◆ WHAT YOU SHOULD DO
Resume the text about Meng Foon's public statements, picking up right after its last sentence.

◆ EXTRACT PROVIDED
-- Opening Marker --

In March 2021, Meng Foon added his voice to those calling for an end to the reality show Police Ten 7 - which sparked controversy. Meng Foon later withdrew his statement.

In response to reports of bullying, intimidation, and vandalism targeting Russian New Zealanders in March 2022, Foon stated that Ukrainians and Russians living in New Zealand were "feeling the pain of what's happening with the war in Ukraine" and urged different communities "to be considerate, to be respectful and to be kind."

In late November 2022, Foon criticised the recently elected mayor of Kaipara Craig Jepson for interrupting Māori ward councillor Pera Paniora's karakia (Māori prayer). He stated that it was very important for councils and all organisations to create the right space for Māori to honour the Treaty of Waitangi and to express their culture and language. In response to a petition and hīkoi (protest march) calling for Jepson's resignation, Jepson defended his decision to ban karakia from council proceedings and accused Foon and Local Government Minister Nanaia Mahuta of interfering in local affairs.

In March 2023, Foon called on Mayor of Invercargill Nobby Clark to apologise after the latter made a series of racial, profane, and violent words and phrases during an Art Foundation New Zealand event in Invercargill in order to draw attention to limits on free speech and profanity. Clark responded by calling for Foon to resign as Race Relations Commissioner for not investigating poet Tusiata Avia for making alleged hate speech in a poem criticising British explorer Captain James Cook.

-- Closing Marker --

◆ DATA EXCERPTS
-- Opening Marker --

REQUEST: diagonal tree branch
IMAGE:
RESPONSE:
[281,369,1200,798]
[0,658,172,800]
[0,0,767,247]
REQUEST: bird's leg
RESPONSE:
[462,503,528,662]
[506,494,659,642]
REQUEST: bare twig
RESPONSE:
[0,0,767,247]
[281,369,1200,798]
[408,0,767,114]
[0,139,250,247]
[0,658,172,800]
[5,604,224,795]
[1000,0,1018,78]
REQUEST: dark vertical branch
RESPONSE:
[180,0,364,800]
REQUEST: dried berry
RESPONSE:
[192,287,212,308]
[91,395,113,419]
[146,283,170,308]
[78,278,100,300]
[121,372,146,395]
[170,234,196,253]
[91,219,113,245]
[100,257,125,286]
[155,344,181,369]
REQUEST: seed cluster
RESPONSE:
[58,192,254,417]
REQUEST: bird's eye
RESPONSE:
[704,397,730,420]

-- Closing Marker --
-- Opening Marker --

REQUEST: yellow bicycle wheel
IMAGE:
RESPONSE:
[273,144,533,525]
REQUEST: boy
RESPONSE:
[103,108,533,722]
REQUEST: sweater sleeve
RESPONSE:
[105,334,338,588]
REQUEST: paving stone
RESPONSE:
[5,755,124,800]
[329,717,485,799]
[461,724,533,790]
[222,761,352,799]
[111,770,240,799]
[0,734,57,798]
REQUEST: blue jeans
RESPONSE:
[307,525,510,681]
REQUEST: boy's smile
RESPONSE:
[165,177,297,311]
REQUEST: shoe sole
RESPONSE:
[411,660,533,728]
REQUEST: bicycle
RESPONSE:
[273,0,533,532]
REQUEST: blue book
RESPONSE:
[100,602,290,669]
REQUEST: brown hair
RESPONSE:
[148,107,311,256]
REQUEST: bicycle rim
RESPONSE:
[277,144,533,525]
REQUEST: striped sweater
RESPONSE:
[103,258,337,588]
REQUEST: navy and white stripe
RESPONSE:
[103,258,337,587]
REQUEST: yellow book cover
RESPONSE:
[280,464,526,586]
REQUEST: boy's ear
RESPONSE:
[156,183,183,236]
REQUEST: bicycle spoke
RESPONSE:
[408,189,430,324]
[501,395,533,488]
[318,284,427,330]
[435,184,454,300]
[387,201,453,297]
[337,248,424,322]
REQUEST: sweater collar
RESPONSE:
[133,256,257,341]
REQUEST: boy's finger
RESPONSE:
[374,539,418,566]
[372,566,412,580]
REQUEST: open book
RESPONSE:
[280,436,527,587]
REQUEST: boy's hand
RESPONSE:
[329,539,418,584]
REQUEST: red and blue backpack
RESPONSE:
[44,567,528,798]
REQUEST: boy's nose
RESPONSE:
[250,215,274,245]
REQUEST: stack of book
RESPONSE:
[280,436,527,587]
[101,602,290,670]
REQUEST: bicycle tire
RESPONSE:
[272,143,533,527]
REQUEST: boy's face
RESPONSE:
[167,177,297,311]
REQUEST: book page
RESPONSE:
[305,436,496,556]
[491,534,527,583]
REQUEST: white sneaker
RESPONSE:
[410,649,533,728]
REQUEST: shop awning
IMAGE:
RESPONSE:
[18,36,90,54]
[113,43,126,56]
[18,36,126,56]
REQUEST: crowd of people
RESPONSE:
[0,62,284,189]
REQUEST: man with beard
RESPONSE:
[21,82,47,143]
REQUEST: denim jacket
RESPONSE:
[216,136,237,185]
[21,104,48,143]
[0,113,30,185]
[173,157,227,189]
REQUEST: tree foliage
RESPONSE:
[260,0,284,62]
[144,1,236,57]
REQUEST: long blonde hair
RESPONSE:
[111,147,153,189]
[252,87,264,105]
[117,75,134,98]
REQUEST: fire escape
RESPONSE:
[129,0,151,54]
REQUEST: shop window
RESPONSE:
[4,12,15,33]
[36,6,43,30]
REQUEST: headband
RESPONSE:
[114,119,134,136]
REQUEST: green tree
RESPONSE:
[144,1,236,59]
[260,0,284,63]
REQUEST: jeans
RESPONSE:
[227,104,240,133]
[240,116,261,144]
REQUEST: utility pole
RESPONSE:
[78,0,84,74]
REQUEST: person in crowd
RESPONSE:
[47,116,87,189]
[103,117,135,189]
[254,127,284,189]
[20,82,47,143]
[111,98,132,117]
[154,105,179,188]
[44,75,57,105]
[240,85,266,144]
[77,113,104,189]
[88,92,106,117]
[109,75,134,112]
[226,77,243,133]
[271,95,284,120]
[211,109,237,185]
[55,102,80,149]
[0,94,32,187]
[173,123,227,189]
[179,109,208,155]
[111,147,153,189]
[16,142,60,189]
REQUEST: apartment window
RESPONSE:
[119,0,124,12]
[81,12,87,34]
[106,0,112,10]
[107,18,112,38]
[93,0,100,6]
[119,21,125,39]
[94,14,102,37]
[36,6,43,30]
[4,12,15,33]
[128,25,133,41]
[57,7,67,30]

-- Closing Marker --

◆ ANSWER
While not openly associated with any political party, Foon and his wife Ying Foon acknowledged making donations to both the Labour and the National parties in April 2023, stating that it was a family tradition to donate to parties both left and right. The Foons donated NZ$1,500 to Labour MP Kiri Allan during the 2020 New Zealand general election while their company Triple Eight Investments Limited provided Allan with a rent subsidy of NZ$9185. In addition, Foon donated NZ$1,000 to National's East Coast candidate Tania Tapsell during the 2020 general election. In response, ACT Party leader David Seymour and National's justice spokesperson Paul Goldsmith called on Foon to resign as Race Relations Commissioner due to the apolitical and independent nature of the position. Goldsmith also called on Allan to declare a conflict of interest to the Cabinet Office. Prime Minister Chris Hipkins responded that Allan had taken steps to address the matter but described Foon's political donations to both Labour and National as a "balanced approach to supporting various candidates regardless of their party affiliation." In response to media coverage, the Human Rights Commission confirmed that it would be "carefully assessing" media reports of Foon's political donations.

On 16 June 2023, Foon resigned as Race Relations Commissioner after failing to declare several conflicts of interest as required under the Crown Entities Act. Foon served as the director of an emergency housing company that had received income from government payments including over NZ$2 million in emergency accommodation funding. Foon's resignation followed an internal inquiry that the Human Rights Commission had conducted into Foon's interests including emergency accommodation funding. Foon disputed that he had failed to declare his conflict of interest regarding the emergency accommodation funding and claimed that he had declared these interests prior to assuming his role as Race Relations Commissioner. The Human Rights Commission disputed Foon's account and stated that Foon had only registered this additional income in late April 2023.

On 19 June, Foon accused the prime minister's office of leaking news about his planned resignation and indicated that he was reconsidering his decision to resign as race relations commissioner. On 20 June, Foon accepted his resignation as race relations commissioner and indicated that he still wanted to contribute to the Gisborne/Tairāwhiti community.

==Personal life and family==
Foon has several interests outside of politics. He has released a musical number, Tu Mai, which includes various native tracks, he has been chair of Gisborne/Tarawhiti Rugby League since 2007, and is a board member of the New Zealand Rugby League board.

At the age of 21, Foon married his wife Ying, who was 20 years old at the time. The couple have two daughters and a son.